◆ **PROBLEM**
Any picture among the records should be left out, please; retype the rest exactly.

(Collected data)
^^^^^^^^^^^^^^^^

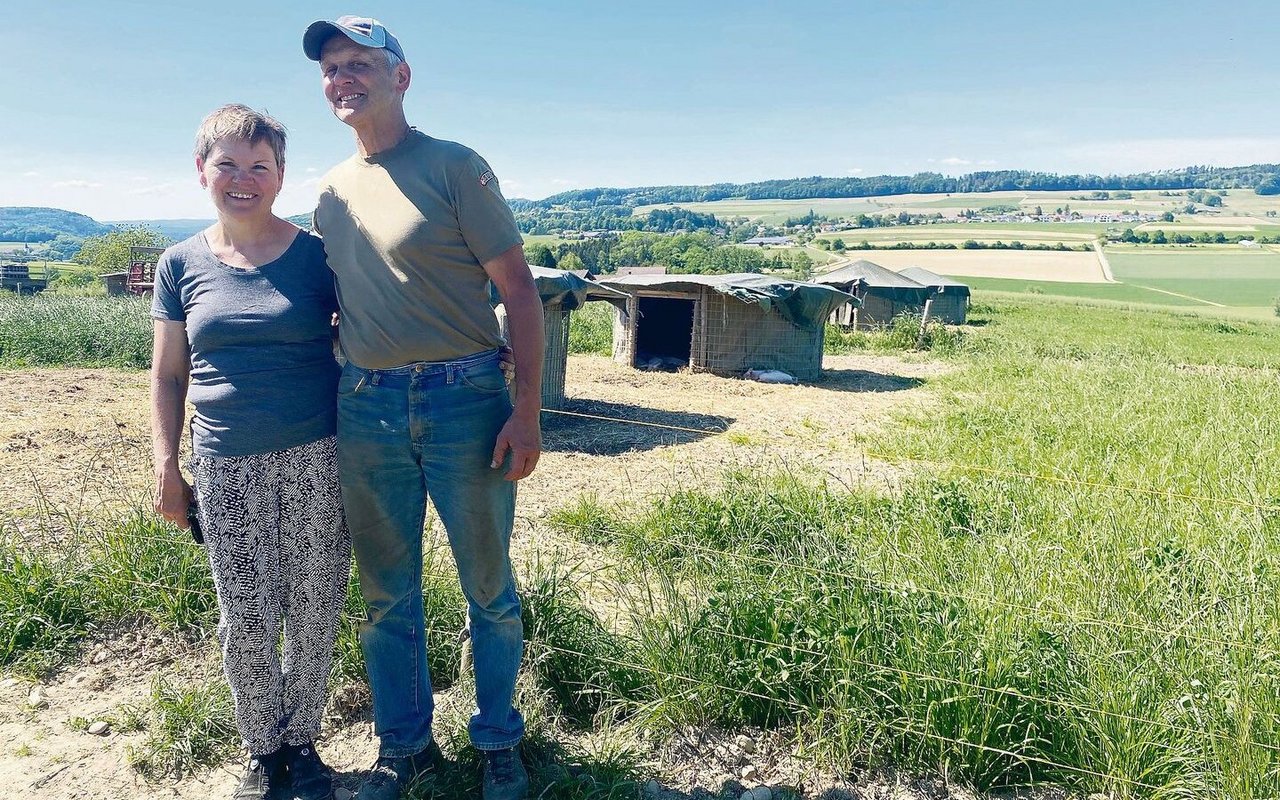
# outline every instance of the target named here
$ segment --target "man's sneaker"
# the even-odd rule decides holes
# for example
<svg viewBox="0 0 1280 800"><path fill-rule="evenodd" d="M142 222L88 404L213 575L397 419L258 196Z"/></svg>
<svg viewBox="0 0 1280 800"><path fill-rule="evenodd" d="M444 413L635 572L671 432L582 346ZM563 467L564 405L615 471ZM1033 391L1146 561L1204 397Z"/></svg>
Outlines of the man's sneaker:
<svg viewBox="0 0 1280 800"><path fill-rule="evenodd" d="M333 797L333 770L320 760L314 742L285 745L284 759L293 800L330 800Z"/></svg>
<svg viewBox="0 0 1280 800"><path fill-rule="evenodd" d="M515 747L484 751L484 800L524 800L529 773Z"/></svg>
<svg viewBox="0 0 1280 800"><path fill-rule="evenodd" d="M250 756L249 766L240 776L240 784L236 786L231 800L266 800L271 795L271 787L279 787L283 783L284 759L279 751Z"/></svg>
<svg viewBox="0 0 1280 800"><path fill-rule="evenodd" d="M360 784L359 800L400 800L400 794L415 782L434 774L444 756L434 740L411 756L382 756L369 777Z"/></svg>

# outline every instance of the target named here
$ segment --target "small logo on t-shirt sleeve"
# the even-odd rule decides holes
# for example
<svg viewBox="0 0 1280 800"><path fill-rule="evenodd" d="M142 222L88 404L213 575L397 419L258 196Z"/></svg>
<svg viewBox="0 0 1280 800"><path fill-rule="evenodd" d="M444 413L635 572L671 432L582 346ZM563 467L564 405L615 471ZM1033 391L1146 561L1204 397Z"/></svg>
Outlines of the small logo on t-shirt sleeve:
<svg viewBox="0 0 1280 800"><path fill-rule="evenodd" d="M490 181L495 181L497 179L498 179L498 176L493 174L493 170L487 169L480 176L480 185L488 186Z"/></svg>

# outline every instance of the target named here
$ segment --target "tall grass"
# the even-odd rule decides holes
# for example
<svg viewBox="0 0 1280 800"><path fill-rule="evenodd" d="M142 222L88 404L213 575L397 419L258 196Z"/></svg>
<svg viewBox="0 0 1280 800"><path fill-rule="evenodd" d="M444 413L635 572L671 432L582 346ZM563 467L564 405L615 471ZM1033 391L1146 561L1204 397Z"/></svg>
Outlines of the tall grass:
<svg viewBox="0 0 1280 800"><path fill-rule="evenodd" d="M208 563L187 534L141 512L83 533L56 548L0 535L0 667L46 671L93 629L122 619L212 629Z"/></svg>
<svg viewBox="0 0 1280 800"><path fill-rule="evenodd" d="M569 352L607 356L613 352L613 306L587 303L569 316Z"/></svg>
<svg viewBox="0 0 1280 800"><path fill-rule="evenodd" d="M639 669L560 674L673 724L798 726L834 764L1274 795L1280 572L1260 529L1222 530L1186 501L1100 507L1020 480L886 498L737 476L614 517L622 572L656 588L592 650Z"/></svg>
<svg viewBox="0 0 1280 800"><path fill-rule="evenodd" d="M0 292L0 365L151 365L149 301Z"/></svg>
<svg viewBox="0 0 1280 800"><path fill-rule="evenodd" d="M964 344L965 334L938 322L921 329L920 318L900 314L883 328L846 330L827 323L823 350L828 355L847 355L859 351L893 352L929 350L936 355L952 355Z"/></svg>
<svg viewBox="0 0 1280 800"><path fill-rule="evenodd" d="M730 475L553 515L640 598L609 649L645 679L602 705L984 789L1280 795L1280 326L975 315L938 403L867 442L898 491Z"/></svg>

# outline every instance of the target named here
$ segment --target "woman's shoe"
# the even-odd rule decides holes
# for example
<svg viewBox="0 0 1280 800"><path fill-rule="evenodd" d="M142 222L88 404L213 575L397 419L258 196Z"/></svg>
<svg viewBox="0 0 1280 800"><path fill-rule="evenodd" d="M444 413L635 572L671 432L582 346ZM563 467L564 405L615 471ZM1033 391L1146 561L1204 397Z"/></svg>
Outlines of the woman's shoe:
<svg viewBox="0 0 1280 800"><path fill-rule="evenodd" d="M294 800L330 800L333 770L320 760L314 742L284 746L289 789Z"/></svg>
<svg viewBox="0 0 1280 800"><path fill-rule="evenodd" d="M249 766L240 776L240 784L231 800L266 800L272 786L284 784L284 759L280 751L260 756L249 756Z"/></svg>

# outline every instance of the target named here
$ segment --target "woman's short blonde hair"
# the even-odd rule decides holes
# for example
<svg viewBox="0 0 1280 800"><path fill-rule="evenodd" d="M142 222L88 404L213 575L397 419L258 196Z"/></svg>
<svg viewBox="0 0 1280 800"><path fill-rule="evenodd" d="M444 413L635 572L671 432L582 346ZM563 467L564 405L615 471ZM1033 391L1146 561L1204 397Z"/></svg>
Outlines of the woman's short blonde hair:
<svg viewBox="0 0 1280 800"><path fill-rule="evenodd" d="M196 158L204 160L219 139L243 139L249 144L266 142L284 167L285 129L276 119L240 103L228 103L200 123L196 131Z"/></svg>

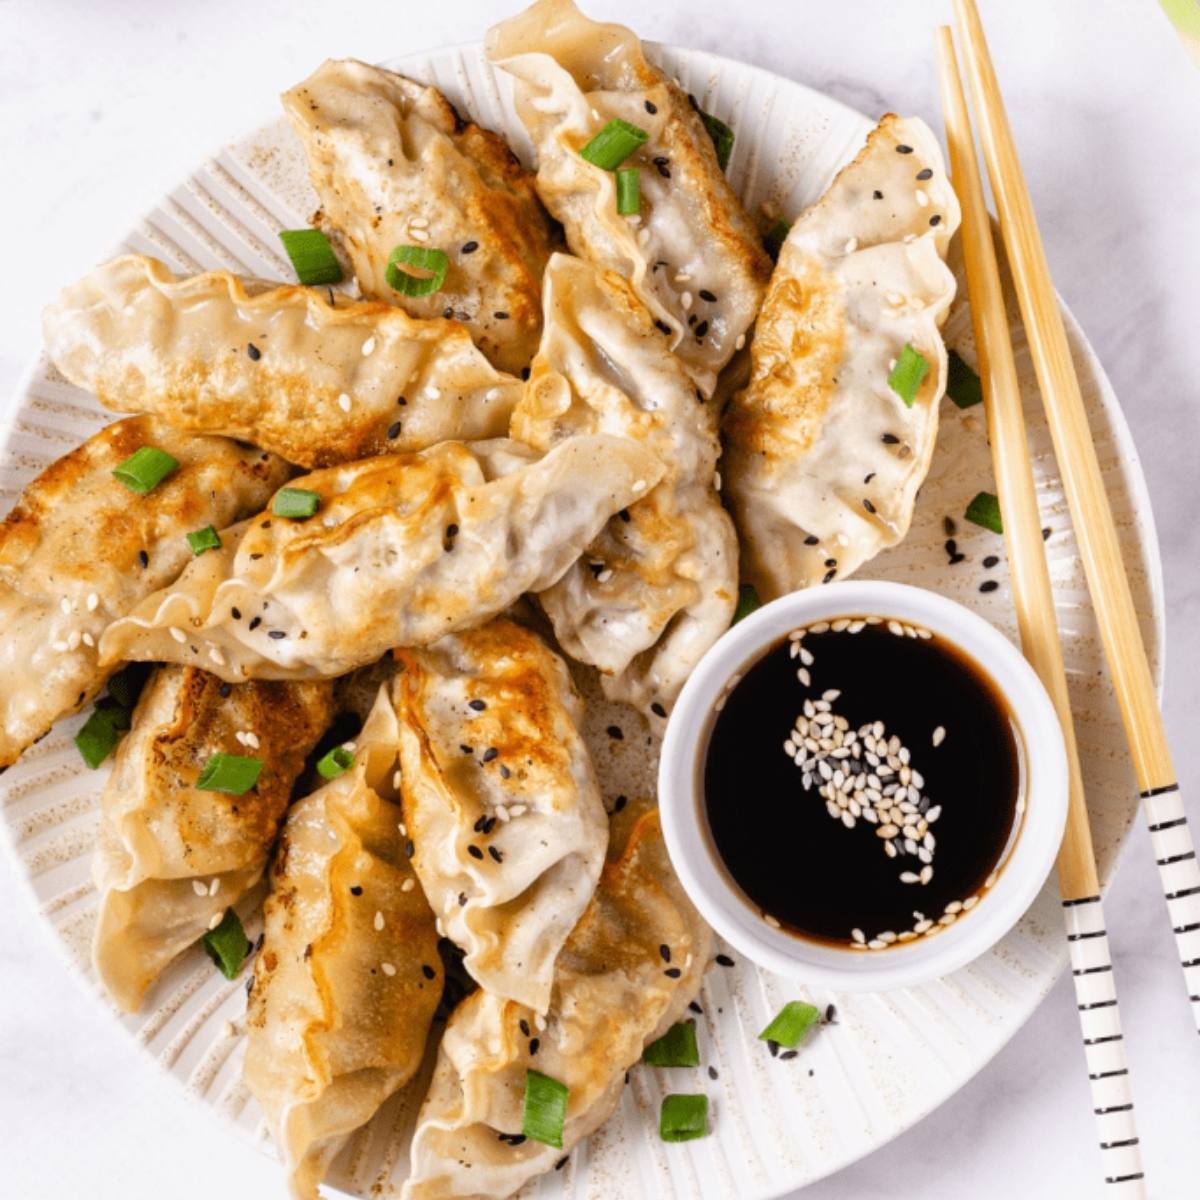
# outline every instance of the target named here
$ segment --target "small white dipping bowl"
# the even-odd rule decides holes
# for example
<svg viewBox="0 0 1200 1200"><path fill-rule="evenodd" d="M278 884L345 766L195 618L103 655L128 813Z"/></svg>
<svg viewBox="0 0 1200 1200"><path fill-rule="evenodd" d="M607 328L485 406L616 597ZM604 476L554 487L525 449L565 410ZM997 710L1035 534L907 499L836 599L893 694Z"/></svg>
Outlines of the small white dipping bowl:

^^^^^^^^^^^^^^^^

◆ **RESPONSE BELOW**
# outline every instance of the target named here
$ segment --target "man's sneaker"
# the even-odd rule decides holes
# for example
<svg viewBox="0 0 1280 800"><path fill-rule="evenodd" d="M142 222L88 404L213 575L397 419L258 196Z"/></svg>
<svg viewBox="0 0 1280 800"><path fill-rule="evenodd" d="M444 413L635 572L671 432L582 346ZM563 467L564 405L615 471ZM1033 391L1146 561L1204 397Z"/></svg>
Outlines of the man's sneaker:
<svg viewBox="0 0 1280 800"><path fill-rule="evenodd" d="M333 797L333 770L320 760L314 742L285 745L284 759L293 800L330 800Z"/></svg>
<svg viewBox="0 0 1280 800"><path fill-rule="evenodd" d="M515 747L484 751L484 800L524 800L529 773Z"/></svg>
<svg viewBox="0 0 1280 800"><path fill-rule="evenodd" d="M250 756L249 766L240 776L240 784L236 786L231 800L266 800L271 795L271 787L279 787L283 783L284 759L279 751Z"/></svg>
<svg viewBox="0 0 1280 800"><path fill-rule="evenodd" d="M360 784L359 800L400 800L400 794L415 782L434 774L444 756L434 740L411 756L382 756L369 777Z"/></svg>

# outline every instance of the target named here
$ segment --target "small logo on t-shirt sleeve"
# the even-odd rule decides holes
# for example
<svg viewBox="0 0 1280 800"><path fill-rule="evenodd" d="M142 222L88 404L213 575L397 419L258 196Z"/></svg>
<svg viewBox="0 0 1280 800"><path fill-rule="evenodd" d="M444 413L635 572L671 432L582 346ZM563 467L564 405L615 471ZM1033 391L1146 561L1204 397Z"/></svg>
Outlines of the small logo on t-shirt sleeve:
<svg viewBox="0 0 1280 800"><path fill-rule="evenodd" d="M490 181L495 181L497 179L498 179L498 176L493 174L493 170L487 169L480 176L480 185L488 186Z"/></svg>

# outline every instance of the target named here
$ segment --target "tall grass"
# the even-odd rule decides holes
# for example
<svg viewBox="0 0 1280 800"><path fill-rule="evenodd" d="M142 222L88 404L213 575L397 419L258 196Z"/></svg>
<svg viewBox="0 0 1280 800"><path fill-rule="evenodd" d="M444 413L635 572L671 432L582 346ZM563 467L564 405L615 471ZM1033 391L1146 561L1204 397Z"/></svg>
Outlines of the tall grass:
<svg viewBox="0 0 1280 800"><path fill-rule="evenodd" d="M208 563L187 534L141 512L83 533L56 548L0 535L0 667L46 671L93 629L122 619L212 629Z"/></svg>
<svg viewBox="0 0 1280 800"><path fill-rule="evenodd" d="M569 352L607 356L613 352L613 306L587 303L569 316Z"/></svg>
<svg viewBox="0 0 1280 800"><path fill-rule="evenodd" d="M639 669L560 674L673 724L798 726L834 764L1274 795L1280 572L1260 529L1222 530L1186 501L1100 507L1020 480L886 498L737 476L614 517L622 572L656 588L592 650Z"/></svg>
<svg viewBox="0 0 1280 800"><path fill-rule="evenodd" d="M0 292L0 365L151 365L149 301Z"/></svg>
<svg viewBox="0 0 1280 800"><path fill-rule="evenodd" d="M964 344L965 334L938 322L921 329L920 318L900 314L883 328L846 330L827 323L823 350L828 355L847 355L859 351L893 352L929 350L936 355L952 355Z"/></svg>
<svg viewBox="0 0 1280 800"><path fill-rule="evenodd" d="M730 475L553 515L640 598L609 649L645 679L602 705L984 789L1280 795L1280 326L975 315L938 403L867 442L898 491Z"/></svg>

# outline every instance of the target named here
$ segment --target "woman's shoe"
# the even-odd rule decides holes
# for example
<svg viewBox="0 0 1280 800"><path fill-rule="evenodd" d="M142 222L88 404L213 575L397 419L258 196Z"/></svg>
<svg viewBox="0 0 1280 800"><path fill-rule="evenodd" d="M444 413L635 572L671 432L582 346ZM563 467L564 405L615 471ZM1033 391L1146 561L1204 397Z"/></svg>
Outlines of the woman's shoe:
<svg viewBox="0 0 1280 800"><path fill-rule="evenodd" d="M294 800L330 800L333 770L320 760L314 742L284 746L289 789Z"/></svg>
<svg viewBox="0 0 1280 800"><path fill-rule="evenodd" d="M249 766L240 776L240 784L231 800L266 800L272 786L284 784L284 759L280 751L260 756L249 756Z"/></svg>

# outline every instance of the target named here
$ segment --target "woman's short blonde hair"
# the even-odd rule decides holes
# for example
<svg viewBox="0 0 1280 800"><path fill-rule="evenodd" d="M142 222L88 404L213 575L397 419L258 196Z"/></svg>
<svg viewBox="0 0 1280 800"><path fill-rule="evenodd" d="M444 413L635 572L671 432L582 346ZM563 467L564 405L615 471ZM1033 391L1146 561L1204 397Z"/></svg>
Outlines of the woman's short blonde hair:
<svg viewBox="0 0 1280 800"><path fill-rule="evenodd" d="M196 158L204 160L219 139L243 139L249 144L266 142L284 167L285 129L276 119L240 103L228 103L200 123L196 131Z"/></svg>

# outline every instance of the target named here
$ segment --target "small white dipping bowl"
# the even-odd rule decides holes
# for example
<svg viewBox="0 0 1200 1200"><path fill-rule="evenodd" d="M278 884L345 766L195 618L103 655L128 813Z"/></svg>
<svg viewBox="0 0 1200 1200"><path fill-rule="evenodd" d="M607 328L485 406L616 597ZM604 476L554 487L525 449L565 410ZM997 710L1035 534L907 499L836 599L893 694Z"/></svg>
Outlines of the small white dipping bowl:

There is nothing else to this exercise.